Passage shown:
┌──

Mike Hughes – a first-round pick from the 2018 draft – is essentially locked-in as the Vikings’ number one corner. After Hughes, though, nothing seems certain. Holton Hill has been impressive through two years, but he missed eight games last year because of two separate suspensions. Jeff Gladney was chosen in the first round of the 2020 draft, an obvious sign that the Vikings are impressed by his abilities. Even still, Gladney will need to prove he can compete at the NFL level. Plenty of young corners struggle early in their career, and the Vikings haven’t been shy about sitting high draft picks; Waynes was chosen 11th overall and he sat for most of his rookie year. Cameron Dantzler, the Vikings’ third-round pick, offers plenty of upside, but he will need to prove (like Gladney) that he can cover NFL wide receivers.

└──

Records for processing:
┌──

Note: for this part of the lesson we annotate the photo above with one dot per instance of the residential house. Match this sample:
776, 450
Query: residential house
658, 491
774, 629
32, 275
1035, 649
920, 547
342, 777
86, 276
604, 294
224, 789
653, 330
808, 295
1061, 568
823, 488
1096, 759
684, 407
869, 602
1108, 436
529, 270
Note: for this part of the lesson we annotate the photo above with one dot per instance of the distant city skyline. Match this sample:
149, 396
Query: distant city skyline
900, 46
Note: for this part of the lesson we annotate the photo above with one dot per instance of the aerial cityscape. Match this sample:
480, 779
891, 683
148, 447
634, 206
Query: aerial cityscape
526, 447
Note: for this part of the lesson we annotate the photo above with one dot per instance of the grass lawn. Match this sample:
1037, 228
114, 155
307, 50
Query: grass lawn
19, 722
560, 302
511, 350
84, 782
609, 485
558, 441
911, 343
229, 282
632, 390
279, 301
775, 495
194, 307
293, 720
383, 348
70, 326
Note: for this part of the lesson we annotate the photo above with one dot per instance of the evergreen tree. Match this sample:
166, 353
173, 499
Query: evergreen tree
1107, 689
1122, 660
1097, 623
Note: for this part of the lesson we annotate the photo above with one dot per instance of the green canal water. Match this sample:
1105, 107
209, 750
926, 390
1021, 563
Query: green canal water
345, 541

└──
┌──

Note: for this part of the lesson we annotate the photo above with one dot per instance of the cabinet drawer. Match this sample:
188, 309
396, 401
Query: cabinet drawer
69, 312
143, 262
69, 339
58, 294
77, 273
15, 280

└──

Tasks:
A - Write out the part of the passage on the Vikings' cornerbacks from "Mike Hughes –" up to and including "NFL wide receivers.".
B - Pick out every row in both blocks that contains the string "instance", matching its case exactly.

Expected outputs:
A -
Mike Hughes – a first-round pick from the 2018 draft – is essentially locked-in as the Vikings’ number one corner. After Hughes, though, nothing seems certain. Holton Hill has been impressive through two years, but he missed eight games last year because of two separate suspensions. Jeff Gladney was chosen in the first round of the 2020 draft, an obvious sign that the Vikings are impressed by his abilities. Even still, Gladney will need to prove he can compete at the NFL level. Plenty of young corners struggle early in their career, and the Vikings haven’t been shy about sitting high draft picks; Waynes was chosen 11th overall and he sat for most of his rookie year. Cameron Dantzler, the Vikings’ third-round pick, offers plenty of upside, but he will need to prove (like Gladney) that he can cover NFL wide receivers.

B -
Note: for this part of the lesson we annotate the photo above with one dot per instance of the residential house. Match this sample:
Note: for this part of the lesson we annotate the photo above with one dot per instance of the distant city skyline. Match this sample:
Note: for this part of the lesson we annotate the photo above with one dot per instance of the aerial cityscape. Match this sample:
Note: for this part of the lesson we annotate the photo above with one dot per instance of the grass lawn. Match this sample:
Note: for this part of the lesson we annotate the photo above with one dot per instance of the evergreen tree. Match this sample:
Note: for this part of the lesson we annotate the photo above with one dot per instance of the green canal water. Match this sample:
Note: for this part of the lesson we annotate the photo above with one dot per instance of the cabinet drawer. Match this sample:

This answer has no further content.